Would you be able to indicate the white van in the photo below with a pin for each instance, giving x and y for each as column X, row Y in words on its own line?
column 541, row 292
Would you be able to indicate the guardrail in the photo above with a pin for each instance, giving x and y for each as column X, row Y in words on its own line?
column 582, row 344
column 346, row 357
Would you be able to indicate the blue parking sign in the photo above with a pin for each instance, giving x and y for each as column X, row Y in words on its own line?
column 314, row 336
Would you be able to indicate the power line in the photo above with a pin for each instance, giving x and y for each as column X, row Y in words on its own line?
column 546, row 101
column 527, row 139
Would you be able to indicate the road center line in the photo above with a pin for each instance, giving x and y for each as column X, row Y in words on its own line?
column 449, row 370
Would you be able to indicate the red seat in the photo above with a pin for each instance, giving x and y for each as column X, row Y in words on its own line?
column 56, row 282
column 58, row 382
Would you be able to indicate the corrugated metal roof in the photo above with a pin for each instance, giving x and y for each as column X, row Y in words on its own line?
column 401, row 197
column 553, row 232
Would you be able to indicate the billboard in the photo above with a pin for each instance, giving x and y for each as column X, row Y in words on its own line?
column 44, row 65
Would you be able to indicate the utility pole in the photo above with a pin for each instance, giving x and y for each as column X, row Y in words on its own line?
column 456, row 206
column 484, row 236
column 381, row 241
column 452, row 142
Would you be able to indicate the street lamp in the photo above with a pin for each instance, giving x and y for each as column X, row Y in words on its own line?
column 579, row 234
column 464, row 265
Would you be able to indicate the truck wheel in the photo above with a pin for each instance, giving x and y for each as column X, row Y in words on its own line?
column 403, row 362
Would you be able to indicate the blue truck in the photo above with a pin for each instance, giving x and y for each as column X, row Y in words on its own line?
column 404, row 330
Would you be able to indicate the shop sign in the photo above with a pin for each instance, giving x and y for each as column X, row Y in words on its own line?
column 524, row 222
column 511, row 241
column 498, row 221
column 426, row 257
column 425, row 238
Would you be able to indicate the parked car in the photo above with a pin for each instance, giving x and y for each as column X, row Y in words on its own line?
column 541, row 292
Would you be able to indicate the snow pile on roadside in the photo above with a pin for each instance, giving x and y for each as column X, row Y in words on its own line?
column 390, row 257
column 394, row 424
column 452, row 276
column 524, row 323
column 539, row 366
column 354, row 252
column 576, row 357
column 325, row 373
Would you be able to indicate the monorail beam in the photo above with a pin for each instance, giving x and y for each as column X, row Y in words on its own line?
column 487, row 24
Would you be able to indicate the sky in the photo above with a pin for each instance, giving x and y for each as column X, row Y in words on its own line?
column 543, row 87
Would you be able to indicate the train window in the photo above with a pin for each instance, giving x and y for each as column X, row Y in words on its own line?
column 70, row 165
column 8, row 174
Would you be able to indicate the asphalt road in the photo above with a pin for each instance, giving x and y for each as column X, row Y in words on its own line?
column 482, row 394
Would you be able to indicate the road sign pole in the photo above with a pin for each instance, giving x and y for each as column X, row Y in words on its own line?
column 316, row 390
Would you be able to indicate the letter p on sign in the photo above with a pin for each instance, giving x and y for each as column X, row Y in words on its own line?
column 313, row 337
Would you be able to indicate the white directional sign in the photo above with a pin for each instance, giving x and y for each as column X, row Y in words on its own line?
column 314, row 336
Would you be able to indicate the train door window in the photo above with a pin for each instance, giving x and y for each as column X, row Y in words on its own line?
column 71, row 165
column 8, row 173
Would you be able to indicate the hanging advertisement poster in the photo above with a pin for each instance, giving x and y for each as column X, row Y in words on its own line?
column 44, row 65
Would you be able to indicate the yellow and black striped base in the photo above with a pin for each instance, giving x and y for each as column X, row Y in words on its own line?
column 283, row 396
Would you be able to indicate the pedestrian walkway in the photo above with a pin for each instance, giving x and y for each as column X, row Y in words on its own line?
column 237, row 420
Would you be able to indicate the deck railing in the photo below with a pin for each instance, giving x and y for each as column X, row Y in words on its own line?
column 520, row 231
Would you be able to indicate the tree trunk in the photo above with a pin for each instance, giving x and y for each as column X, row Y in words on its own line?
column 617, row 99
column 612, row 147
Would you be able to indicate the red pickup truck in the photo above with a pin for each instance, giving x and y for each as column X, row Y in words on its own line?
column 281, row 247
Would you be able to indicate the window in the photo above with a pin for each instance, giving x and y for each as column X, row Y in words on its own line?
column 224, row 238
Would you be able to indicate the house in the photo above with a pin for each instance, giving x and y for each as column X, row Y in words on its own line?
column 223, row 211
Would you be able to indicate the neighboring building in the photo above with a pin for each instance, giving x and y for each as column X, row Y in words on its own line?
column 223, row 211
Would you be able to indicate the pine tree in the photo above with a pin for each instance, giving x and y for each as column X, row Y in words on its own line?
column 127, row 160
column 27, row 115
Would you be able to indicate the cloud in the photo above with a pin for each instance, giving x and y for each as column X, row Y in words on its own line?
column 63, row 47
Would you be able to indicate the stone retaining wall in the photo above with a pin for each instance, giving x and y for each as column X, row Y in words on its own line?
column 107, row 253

▸ WHAT TO DO: Reproduce the data in full. Nothing in it may be altered.

▸ TASK OUTPUT:
Would you be able to indicate the white van in the photo below with a pin for each instance, giving x and y for each as column X, row Y in words on its own line?
column 541, row 292
Would you be able to indicate the guardrail in the photo above with a pin for each instance, giving x and y for each as column X, row Y in words on its own line?
column 582, row 344
column 346, row 357
Would you be able to indicate the blue parking sign in the photo above with a pin for each instance, giving x and y for each as column X, row Y in words on its own line?
column 314, row 336
Would you be able to indicate the power line in the photo above with a pin for each instance, giving x and y for each as column X, row Y in words on its own line?
column 546, row 101
column 527, row 139
Would you be able to indicate the road center line in the photo above with a pin for each instance, giving x and y for each as column X, row Y in words on its own line?
column 449, row 370
Would you be able to indicate the red seat in the photo above with a pin for each instance, giving x and y for each as column X, row Y in words on its own line?
column 56, row 282
column 58, row 382
Would you be able to indicate the corrugated metal roof in the photo above with a pin for each instance, giving x and y for each as column X, row Y in words on its own line?
column 401, row 197
column 553, row 232
Would you be able to indicate the billboard in the photo above with a pin for each instance, giving x and y for each as column X, row Y in words on its own line?
column 44, row 65
Would you be able to indicate the utility pole in the photo above with a pin for each instance, giving x and y for each as column X, row Y in words on its own line?
column 456, row 206
column 484, row 236
column 381, row 241
column 452, row 142
Would you be able to indicate the street lamp in the photo above with a pin for each instance, giving x and y for each as column X, row Y in words on its own line?
column 579, row 234
column 464, row 265
Would you be able to indicate the truck wheel in the photo above with a pin for each instance, giving x and y for each as column X, row Y in words on its own line?
column 403, row 362
Would you be able to indicate the blue truck in the photo above with a pin for each instance, giving x and y for each as column X, row Y in words on its own line?
column 404, row 330
Would you be able to indicate the shop sign in the photo above with a pin for each instance, giving x and y for each as column X, row Y in words on its own line?
column 524, row 222
column 511, row 241
column 498, row 221
column 426, row 257
column 425, row 238
Would you be able to indicate the parked car in the photo above with a pin for each instance, giving x and y for each as column X, row Y in words on its own line?
column 541, row 292
Would you be able to indicate the snow pile on roadside in the photo above with a pin for each instance, giving x and y for each as column X, row Y in words on its own line?
column 390, row 257
column 394, row 424
column 452, row 276
column 524, row 323
column 539, row 366
column 354, row 252
column 576, row 357
column 325, row 373
Would you be able to indicate the monorail beam in the photo above with a pin for each instance, giving x and y for each as column X, row Y in words on its own line?
column 487, row 24
Would you be able to indicate the sky in the photo above with a pin for each instance, giving x and y for each as column X, row Y in words on its own line?
column 543, row 87
Would you be able to indicate the train window in the photo above with a pin for each instance, giving x and y for each as column X, row Y in words on its own line?
column 70, row 165
column 8, row 174
Would you be able to indicate the asphalt road in the photo above with a pin for each instance, giving x and y for each as column X, row Y in words on its own line?
column 482, row 394
Would you be able to indicate the road sign pole in the photo above with a pin for each instance, giving x and y for each as column X, row Y in words on its own line?
column 316, row 390
Would you be able to indicate the letter p on sign in the photo above with a pin for each instance, giving x and y for each as column X, row Y in words on its own line?
column 313, row 337
Would you be able to indicate the white directional sign in the photo above with a pin for each instance, giving x and y for each as column X, row Y in words on its own line?
column 314, row 336
Would you be able to indicate the train door window in the photo above with a pin for each instance, giving x and y for each as column X, row Y in words on its own line?
column 71, row 165
column 8, row 173
Would you be able to indicate the hanging advertisement poster in the photo above with a pin for each instance, giving x and y for each as column X, row Y in words on its own line?
column 44, row 65
Would you be able to indicate the yellow and black striped base in the photo above with a pin for each instance, giving x and y for each as column X, row Y in words on its own line?
column 283, row 396
Would you be able to indicate the pedestrian walkway in the photo above with a pin for each instance, giving x and y for each as column X, row Y in words on its own line?
column 237, row 420
Would you be able to indicate the deck railing in the photo below with a pin for each instance, giving x and y for each as column X, row Y in words on its own line?
column 520, row 231
Would you be able to indicate the tree trunk in the photo above with a pin for each instance, giving x and y for each as column X, row Y in words on its own line?
column 617, row 99
column 612, row 147
Would you be able to indicate the red pickup truck in the photo above with a pin for each instance, giving x and y for each as column X, row Y in words on its own line?
column 281, row 247
Would you be able to indicate the window in the photo above with a pin for each instance, giving x and y for each as column X, row Y in words on its own line?
column 224, row 238
Would you be able to indicate the house in the photo above with a pin for each instance, giving x and y for each as column X, row Y in words on its own line?
column 223, row 211
Would you be able to indicate the neighboring building in the photo above with a pin for each instance, giving x and y for each as column X, row Y in words on its own line?
column 223, row 211
Would you be able to indicate the pine tree in the photo above with a pin for each instance, giving x and y for each as column X, row Y in words on its own line?
column 127, row 160
column 27, row 115
Would you be able to indicate the cloud in the photo above with a pin for each instance, giving x and y for each as column X, row Y in words on its own line?
column 63, row 47
Would you be able to indicate the stone retaining wall in the photo above with a pin for each instance, giving x and y for each as column X, row Y in words on its own line?
column 107, row 253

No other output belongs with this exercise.